There are few remaining frontiers on our planet. But perhaps the wildest, and least understood, are the world’s oceans: Too big to police and under no clear international authority, these immense regions of treacherous water play host to rampant criminality and exploitation of the marine life below the surface and the humans working the boats above it.
Consider the perils facing the tens of millions of people working aboard one of thousands of illegal fishing vessels on the high seas. At least one ship globally sinks every three days. Private security forces operating at sea are a $20 billion business, and when these mercenaries kill, governments rarely respond because no country holds jurisdiction in international waters. And what transcends all borders are the compounding environmental threats imposed by humans.
The urgency of this crisis is real. Operating with virtual impunity on the high seas, fleets from Spain, China, South Korea, Taiwan, and other countries are at the heart of an illicit seafood trade that generates an estimated $160 billion in annual sales. The trade in illegal fish has grown over the past decade as improved technology — stronger radar, bigger nets, faster ships — has enabled fishing vessels to plunder the oceans with remarkable efficiency.
The high seas are a place where anyone can do anything because no one is watching.
Stories from these depths together formed The Outlaw Ocean, a New York Times series and book, that took me more than five years to report on every continent and every ocean. My reporting revealed the disturbing reality of a floating world that connects us all, a place where anyone can do anything because no one is watching. For all its breathtaking beauty, the ocean is also a dystopian place, home to dark inhumanities.
I met a Cambodian migrant, who had been shackled by the neck on a trawler catching fish destined for American shelves. Captive at sea for three years, this Cambodian was an all too common example of a wider problem known as “sea slavery” that ensnares tens of thousands of men and boys on fishing boats each year globally.
In the case of Thailand, where this abuse is common, men or boys from surrounding countries such as Laos, Cambodia, or Myanmar are often offered a job in construction or some other lucrative industry by a human trafficker. This trafficker typically tells the potential worker that they can help the worker get into the country and that the debt incurred during passage will be settled up later. The worker soon finds out that he is not in fact destined for a job in construction, but is going to work on a fishing boat. When he arrives at port, the debt the worker accrued is used to sell him to the fishing boat captain. Sometimes these boys and men are kept captive at sea for several years before they escape or are released.
Off the coast of South Africa, I shadowed a Tanzanian stowaway who, discovered at sea by an unwitting and angry fishing boat crew, was sent overboard on a makeshift dingy and left to die in the middle of the ocean, hundreds of miles from land as a storm approached. This grim phenomenon, known as “rafting,” has become a more common way to dispose of migrants and stowaways, especially in the wake of new rules imposed after September 11 and recent anti-immigration policies that have raised penalties for captains who arrive in port with unplanned guests onboard.
At another point during my reporting, I embedded on a roach-infested Thai purse seiner, where 40 trafficked Cambodian boys worked 20-hour days, barefoot, rain or shine, on a slippery deck, just one misstep from disaster. That first night I tried to sleep on the floor as most do. I was soon awakened by rats crawling across my legs, dozens more scurrying all around me and the rest of the crew. Long-haul fishing isn’t just the world’s most dangerous profession, it’s also in many places the most gruesome.

* _Required actions_
a) Which countries does the article about crime at sea name as having fleets at the heart of the illicit seafood trade?
b) Reproduce the passage of the article about crime at sea starting at "The high seas are" and ending at "each year globally.".
Rely solely on the article about crime at sea.

(Excerpts from point annotation data)
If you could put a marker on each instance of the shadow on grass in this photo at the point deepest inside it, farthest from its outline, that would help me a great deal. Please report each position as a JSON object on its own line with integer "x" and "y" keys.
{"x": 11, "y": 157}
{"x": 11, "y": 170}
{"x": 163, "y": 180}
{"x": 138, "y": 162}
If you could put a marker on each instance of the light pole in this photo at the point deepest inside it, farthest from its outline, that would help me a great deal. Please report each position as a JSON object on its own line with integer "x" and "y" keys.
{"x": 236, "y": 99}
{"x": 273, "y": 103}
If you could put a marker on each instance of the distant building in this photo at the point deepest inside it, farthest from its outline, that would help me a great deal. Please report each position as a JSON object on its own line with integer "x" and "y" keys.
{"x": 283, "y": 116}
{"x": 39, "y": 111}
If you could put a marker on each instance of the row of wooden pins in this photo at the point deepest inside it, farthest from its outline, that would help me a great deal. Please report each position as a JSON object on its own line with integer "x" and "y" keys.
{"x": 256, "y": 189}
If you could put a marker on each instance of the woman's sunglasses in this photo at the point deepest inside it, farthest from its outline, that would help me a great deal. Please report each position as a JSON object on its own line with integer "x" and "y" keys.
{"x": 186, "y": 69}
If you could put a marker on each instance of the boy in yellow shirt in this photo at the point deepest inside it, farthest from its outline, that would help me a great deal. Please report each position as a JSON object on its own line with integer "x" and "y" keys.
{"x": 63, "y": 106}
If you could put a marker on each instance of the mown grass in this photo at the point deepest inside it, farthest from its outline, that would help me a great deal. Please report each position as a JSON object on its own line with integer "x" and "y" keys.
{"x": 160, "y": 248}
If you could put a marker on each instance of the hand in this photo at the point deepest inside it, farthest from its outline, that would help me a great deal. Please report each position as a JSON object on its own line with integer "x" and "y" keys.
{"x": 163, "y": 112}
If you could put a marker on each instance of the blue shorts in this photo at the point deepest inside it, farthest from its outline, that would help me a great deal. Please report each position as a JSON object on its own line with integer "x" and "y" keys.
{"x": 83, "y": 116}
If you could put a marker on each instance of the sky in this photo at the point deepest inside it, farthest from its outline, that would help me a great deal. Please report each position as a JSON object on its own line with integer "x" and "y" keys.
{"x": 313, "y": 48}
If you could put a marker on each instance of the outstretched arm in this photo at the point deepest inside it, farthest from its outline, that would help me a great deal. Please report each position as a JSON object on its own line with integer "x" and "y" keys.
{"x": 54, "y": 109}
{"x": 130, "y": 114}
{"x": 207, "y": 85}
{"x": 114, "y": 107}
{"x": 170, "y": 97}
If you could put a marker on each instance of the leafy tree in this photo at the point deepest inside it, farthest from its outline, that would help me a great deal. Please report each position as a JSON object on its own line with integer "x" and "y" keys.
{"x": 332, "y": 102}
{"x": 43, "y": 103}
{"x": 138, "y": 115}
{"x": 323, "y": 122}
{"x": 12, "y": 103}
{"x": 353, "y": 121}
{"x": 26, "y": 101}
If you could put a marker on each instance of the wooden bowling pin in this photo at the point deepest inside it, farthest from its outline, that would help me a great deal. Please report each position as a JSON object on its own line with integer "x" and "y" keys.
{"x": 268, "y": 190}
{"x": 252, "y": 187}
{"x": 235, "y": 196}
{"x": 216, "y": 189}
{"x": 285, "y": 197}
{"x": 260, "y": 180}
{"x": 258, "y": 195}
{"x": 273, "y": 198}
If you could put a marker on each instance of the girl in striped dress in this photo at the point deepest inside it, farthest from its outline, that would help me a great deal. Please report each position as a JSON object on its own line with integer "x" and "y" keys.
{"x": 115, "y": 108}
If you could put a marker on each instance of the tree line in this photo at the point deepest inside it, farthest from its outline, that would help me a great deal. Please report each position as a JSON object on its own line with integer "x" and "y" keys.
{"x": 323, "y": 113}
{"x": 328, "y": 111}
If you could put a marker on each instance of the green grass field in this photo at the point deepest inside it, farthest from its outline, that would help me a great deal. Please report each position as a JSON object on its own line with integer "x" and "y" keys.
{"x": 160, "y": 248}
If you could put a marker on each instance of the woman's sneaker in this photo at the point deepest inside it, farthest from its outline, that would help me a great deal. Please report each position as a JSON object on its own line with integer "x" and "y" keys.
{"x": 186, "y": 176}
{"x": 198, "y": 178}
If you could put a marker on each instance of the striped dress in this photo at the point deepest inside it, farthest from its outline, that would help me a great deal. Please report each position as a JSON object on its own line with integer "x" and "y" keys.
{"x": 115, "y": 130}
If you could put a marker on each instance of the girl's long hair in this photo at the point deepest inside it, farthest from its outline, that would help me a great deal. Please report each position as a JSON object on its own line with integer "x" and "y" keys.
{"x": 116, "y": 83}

* _Per-task outputs_
a) Spain, China, South Korea, Taiwan

b)
The high seas are a place where anyone can do anything because no one is watching.
Stories from these depths together formed The Outlaw Ocean, a New York Times series and book, that took me more than five years to report on every continent and every ocean. My reporting revealed the disturbing reality of a floating world that connects us all, a place where anyone can do anything because no one is watching. For all its breathtaking beauty, the ocean is also a dystopian place, home to dark inhumanities.
I met a Cambodian migrant, who had been shackled by the neck on a trawler catching fish destined for American shelves. Captive at sea for three years, this Cambodian was an all too common example of a wider problem known as “sea slavery” that ensnares tens of thousands of men and boys on fishing boats each year globally.